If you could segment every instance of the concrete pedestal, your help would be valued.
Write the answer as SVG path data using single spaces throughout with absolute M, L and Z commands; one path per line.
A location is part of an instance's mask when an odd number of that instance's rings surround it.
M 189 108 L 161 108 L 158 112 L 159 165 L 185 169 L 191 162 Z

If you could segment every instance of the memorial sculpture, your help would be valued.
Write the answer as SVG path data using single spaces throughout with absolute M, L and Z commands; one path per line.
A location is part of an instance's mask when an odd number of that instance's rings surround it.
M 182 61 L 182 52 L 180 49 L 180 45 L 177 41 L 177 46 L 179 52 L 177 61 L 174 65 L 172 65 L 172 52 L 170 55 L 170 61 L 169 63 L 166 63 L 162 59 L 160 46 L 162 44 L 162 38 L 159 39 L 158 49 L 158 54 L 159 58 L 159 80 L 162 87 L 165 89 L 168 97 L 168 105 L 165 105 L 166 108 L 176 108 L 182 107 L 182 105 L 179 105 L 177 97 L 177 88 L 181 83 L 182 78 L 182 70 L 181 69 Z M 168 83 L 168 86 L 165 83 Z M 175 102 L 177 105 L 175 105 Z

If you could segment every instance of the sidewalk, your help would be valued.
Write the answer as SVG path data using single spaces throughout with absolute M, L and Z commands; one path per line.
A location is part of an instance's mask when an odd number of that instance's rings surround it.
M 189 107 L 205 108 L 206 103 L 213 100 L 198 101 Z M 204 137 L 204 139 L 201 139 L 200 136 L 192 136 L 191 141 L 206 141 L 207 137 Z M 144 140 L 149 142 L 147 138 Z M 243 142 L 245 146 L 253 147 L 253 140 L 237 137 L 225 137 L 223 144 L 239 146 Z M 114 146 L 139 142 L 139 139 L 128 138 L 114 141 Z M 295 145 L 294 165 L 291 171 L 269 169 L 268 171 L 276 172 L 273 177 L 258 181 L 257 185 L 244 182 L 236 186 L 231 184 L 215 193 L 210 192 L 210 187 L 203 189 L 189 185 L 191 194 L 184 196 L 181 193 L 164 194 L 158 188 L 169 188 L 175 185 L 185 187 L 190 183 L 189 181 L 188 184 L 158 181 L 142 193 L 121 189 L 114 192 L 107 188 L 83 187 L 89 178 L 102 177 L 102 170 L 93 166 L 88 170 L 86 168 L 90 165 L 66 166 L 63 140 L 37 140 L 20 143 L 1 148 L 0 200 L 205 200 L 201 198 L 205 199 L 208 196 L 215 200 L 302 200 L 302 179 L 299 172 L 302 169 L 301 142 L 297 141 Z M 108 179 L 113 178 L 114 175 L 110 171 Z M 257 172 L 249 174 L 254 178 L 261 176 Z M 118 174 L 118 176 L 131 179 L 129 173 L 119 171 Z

Problem statement
Reproduce all three entries above, line for line and character for character.

Written solution
If you could segment every instance of the concrete pedestal, your help would be valued.
Write the answer as SVG path data using single spaces throughout with absolute M, L and Z commands; one path per line.
A location is part of an instance's mask when an odd number of that instance's rings surround it.
M 189 108 L 161 108 L 158 112 L 159 165 L 185 169 L 191 162 Z

If you could segment every instance of the memorial sculpture, your help would be valued.
Write the answer as SVG path data using single spaces throughout with absolute M, L and Z commands; one path per line.
A location is part of an instance's mask when an odd number of that instance's rings surround it.
M 182 61 L 182 52 L 180 49 L 180 45 L 177 41 L 177 46 L 179 52 L 177 61 L 174 65 L 172 65 L 172 52 L 170 55 L 170 61 L 169 63 L 166 63 L 162 59 L 160 46 L 162 44 L 162 38 L 159 39 L 158 49 L 158 54 L 159 58 L 159 80 L 162 87 L 165 89 L 168 97 L 168 105 L 165 105 L 166 108 L 176 108 L 182 107 L 182 105 L 179 105 L 177 97 L 177 88 L 181 83 L 182 78 L 182 70 L 181 69 Z M 168 83 L 168 86 L 165 83 Z M 175 102 L 177 105 L 175 105 Z

If you could segment every instance of the sidewalk, your help would be valued.
Write the answer as SVG path data using single spaces throughout with absolute M, L and Z commands; one path per line.
A location is part of an instance's mask when an odd number of that instance's rings surround it.
M 189 107 L 205 108 L 206 103 L 213 100 L 198 101 Z M 204 137 L 204 139 L 201 139 L 200 136 L 192 136 L 191 141 L 206 141 L 207 137 Z M 144 140 L 149 142 L 147 138 Z M 243 142 L 245 146 L 253 147 L 253 140 L 237 137 L 225 137 L 223 144 L 239 146 Z M 114 146 L 139 142 L 139 139 L 128 138 L 114 141 Z M 295 145 L 294 165 L 291 171 L 269 169 L 268 171 L 276 172 L 273 177 L 258 181 L 257 185 L 244 182 L 236 186 L 231 184 L 215 193 L 210 192 L 210 187 L 203 189 L 189 185 L 191 194 L 184 196 L 181 193 L 164 194 L 158 188 L 169 188 L 175 185 L 185 187 L 190 183 L 189 181 L 188 184 L 158 181 L 142 193 L 121 189 L 114 192 L 107 188 L 83 187 L 89 178 L 102 177 L 102 170 L 93 166 L 88 170 L 86 168 L 90 165 L 66 166 L 63 140 L 37 140 L 20 143 L 1 148 L 0 200 L 205 200 L 201 198 L 205 199 L 208 196 L 215 200 L 302 200 L 302 179 L 299 172 L 302 169 L 301 142 L 297 141 Z M 108 179 L 113 178 L 114 175 L 110 171 Z M 257 172 L 249 174 L 254 178 L 261 176 Z M 118 174 L 118 176 L 131 179 L 129 173 L 119 171 Z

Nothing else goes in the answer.